── DATA SUPPLIED

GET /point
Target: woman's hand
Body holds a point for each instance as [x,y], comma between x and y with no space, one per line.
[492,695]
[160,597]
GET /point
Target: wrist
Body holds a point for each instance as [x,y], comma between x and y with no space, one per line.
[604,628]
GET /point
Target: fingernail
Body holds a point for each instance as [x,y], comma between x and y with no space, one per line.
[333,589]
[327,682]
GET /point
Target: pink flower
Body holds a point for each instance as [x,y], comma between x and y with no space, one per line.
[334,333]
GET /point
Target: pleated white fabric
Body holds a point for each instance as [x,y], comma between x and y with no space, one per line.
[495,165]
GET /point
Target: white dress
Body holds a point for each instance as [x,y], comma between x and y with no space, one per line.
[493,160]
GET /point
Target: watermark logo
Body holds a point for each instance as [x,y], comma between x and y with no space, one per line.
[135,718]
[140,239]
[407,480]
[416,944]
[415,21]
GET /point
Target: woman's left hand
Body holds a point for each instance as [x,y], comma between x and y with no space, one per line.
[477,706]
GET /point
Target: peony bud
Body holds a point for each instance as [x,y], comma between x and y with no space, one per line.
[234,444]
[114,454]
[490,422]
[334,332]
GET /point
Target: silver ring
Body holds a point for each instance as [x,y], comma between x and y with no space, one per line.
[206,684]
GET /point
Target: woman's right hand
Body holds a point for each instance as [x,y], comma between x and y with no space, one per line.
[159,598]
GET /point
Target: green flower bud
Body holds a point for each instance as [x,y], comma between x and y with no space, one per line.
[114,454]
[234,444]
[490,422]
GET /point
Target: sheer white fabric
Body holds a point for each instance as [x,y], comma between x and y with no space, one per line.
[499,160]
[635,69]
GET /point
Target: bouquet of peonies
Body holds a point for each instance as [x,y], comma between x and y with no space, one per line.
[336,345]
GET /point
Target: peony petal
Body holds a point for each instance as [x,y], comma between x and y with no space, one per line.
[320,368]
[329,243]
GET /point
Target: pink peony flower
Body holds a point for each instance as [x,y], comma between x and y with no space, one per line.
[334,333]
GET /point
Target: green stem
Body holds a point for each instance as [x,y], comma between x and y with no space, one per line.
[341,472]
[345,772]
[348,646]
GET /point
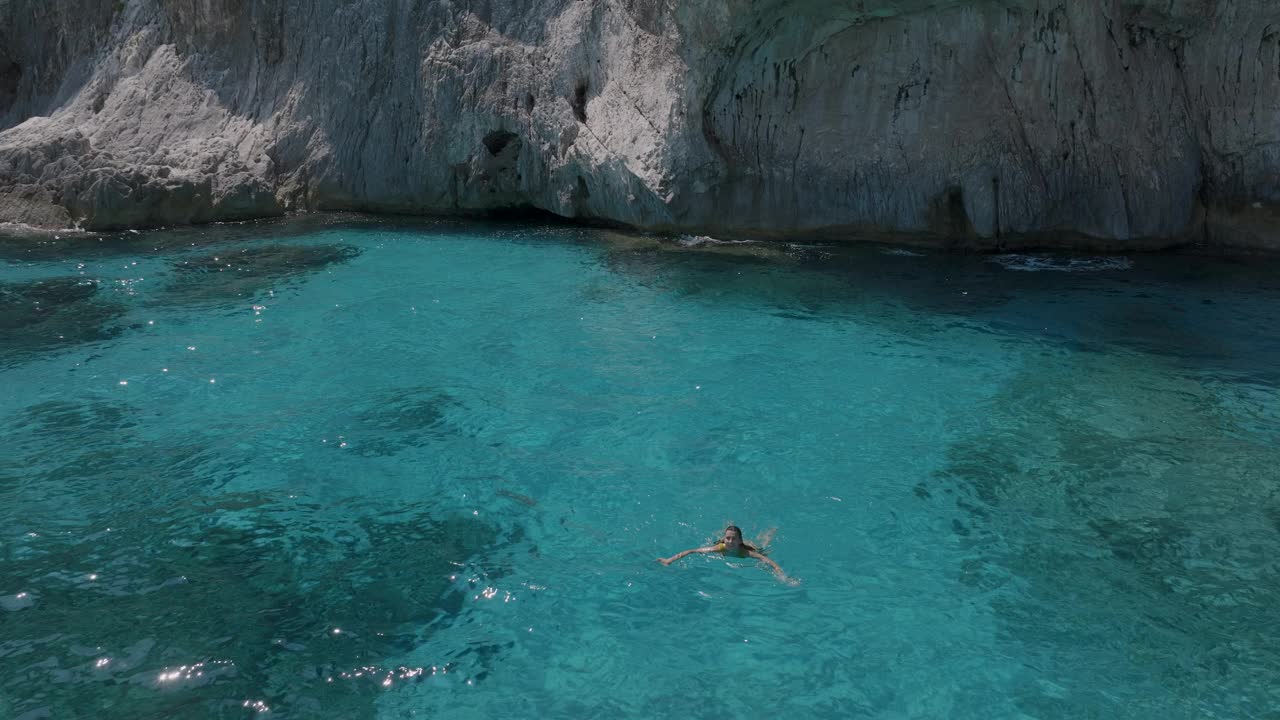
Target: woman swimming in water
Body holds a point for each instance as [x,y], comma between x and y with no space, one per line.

────

* **INSTRUCTIONS TO FOLLOW**: The entries above should be reproduced exactly, without their pictures.

* **WRITTEN RESPONSE**:
GET /point
Target: woman's hand
Body holds a point for each instance as [x,y], comma between x and y with no space, one per line.
[492,695]
[160,597]
GET /point
Target: wrist
Body holds a point for each instance as [x,y], comma between x and y with no space, one per line.
[604,628]
GET /point
Target: fingernail
Body holds a point for each instance as [x,y], comma between x and y with no space, one per line.
[333,589]
[327,682]
GET /point
Target: pink flower
Body holds a point for each instance as [x,y], comma between x and y with no space, one per line.
[334,333]
GET /point
Target: pleated white fabric
Body holds a point for each instance as [x,y], comma between x and y with no space, one per line.
[495,165]
GET /point
Target: white dress
Body holds a point for each instance as [x,y], comma between x and y with no space, one per line.
[493,160]
GET /point
Target: watermark logo
Body holds a point for each instance as [x,y], comma between x and y with no space, one per line.
[135,718]
[140,239]
[407,480]
[416,944]
[415,21]
GET /point
Target: woman's left hand
Body holds a point for each instance as [x,y], comma between x and y with no space, one per line.
[477,706]
GET /point
Target: peony bud
Body holds a point for each instance as [x,y], comma between x and y with no space, one per line.
[234,444]
[114,454]
[490,422]
[334,332]
GET /point
Target: silver ring
Body holds a point for each instance as [x,y], comma between x and y with no space, one per line.
[206,684]
GET /point
Target: woman's right hand
Body holds a point for each instance as [x,y], comma between x and y with no space, one per line.
[159,598]
GET /point
Target: green flower bud
Body holds a point for each instance as [x,y], comma between x and y with no space, one per line.
[114,454]
[234,444]
[490,422]
GET /point
Target: sheer white fabric
Body holds a point for each instance as [x,y], comma between x and y with no space, one per line.
[499,160]
[635,69]
GET /point
Target: bouquet of peonies
Body holds a point for each instance as [x,y], comma between x and y with no space, one per line.
[336,345]
GET /point
Target: peony petal
Body holds a point for each instance as [x,y], comma between x and y with no space, one per line.
[320,368]
[329,243]
GET /point
Target: pink peony flower
Body holds a point for each instance as [x,y], comma between x and y with no space, one per line.
[334,333]
GET /point
Target: green stem
Body holds a point for each instance as [x,y], comma between x and y with no space, one per line.
[341,472]
[345,772]
[348,646]
GET /point
Target: woman swimming in water
Body holds a point for each instance as [x,y], comma between x and y with no space, one per line.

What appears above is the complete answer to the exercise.